◆ Task statement: State how many lines in the rows below contain the string "bird", counting only matches with the same case. Reply with the number alone.

══ Listing

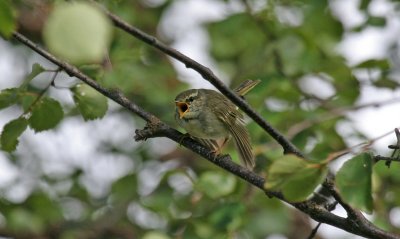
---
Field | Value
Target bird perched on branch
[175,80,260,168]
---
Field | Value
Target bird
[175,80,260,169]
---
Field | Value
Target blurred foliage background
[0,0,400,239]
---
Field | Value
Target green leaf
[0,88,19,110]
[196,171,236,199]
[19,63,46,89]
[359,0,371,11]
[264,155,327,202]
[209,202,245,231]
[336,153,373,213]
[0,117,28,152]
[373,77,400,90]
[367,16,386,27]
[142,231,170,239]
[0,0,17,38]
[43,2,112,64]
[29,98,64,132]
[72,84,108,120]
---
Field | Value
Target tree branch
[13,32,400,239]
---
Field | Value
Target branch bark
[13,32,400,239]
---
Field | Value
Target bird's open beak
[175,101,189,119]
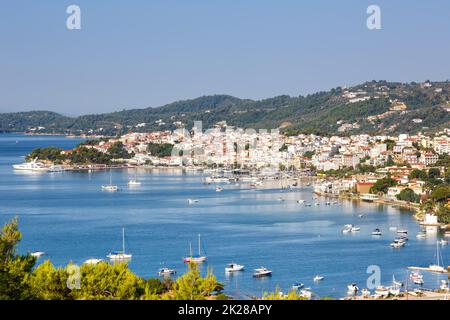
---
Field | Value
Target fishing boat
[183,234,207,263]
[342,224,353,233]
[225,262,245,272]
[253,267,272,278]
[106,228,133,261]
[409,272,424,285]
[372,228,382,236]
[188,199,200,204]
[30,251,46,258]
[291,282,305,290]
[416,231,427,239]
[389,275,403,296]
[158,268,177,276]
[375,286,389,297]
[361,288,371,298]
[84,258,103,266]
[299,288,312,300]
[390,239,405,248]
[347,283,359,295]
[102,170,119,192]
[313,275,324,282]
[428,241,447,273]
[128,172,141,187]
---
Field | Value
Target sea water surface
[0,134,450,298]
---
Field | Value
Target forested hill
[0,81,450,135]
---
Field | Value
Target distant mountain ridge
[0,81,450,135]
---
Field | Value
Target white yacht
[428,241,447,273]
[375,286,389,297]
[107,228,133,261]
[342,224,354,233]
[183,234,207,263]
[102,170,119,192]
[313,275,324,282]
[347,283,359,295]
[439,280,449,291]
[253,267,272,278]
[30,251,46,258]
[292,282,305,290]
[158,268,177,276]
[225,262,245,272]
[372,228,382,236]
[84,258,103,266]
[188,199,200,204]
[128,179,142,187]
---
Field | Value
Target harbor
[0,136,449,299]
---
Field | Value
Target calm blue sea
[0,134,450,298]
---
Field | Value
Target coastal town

════

◆ The answer: 3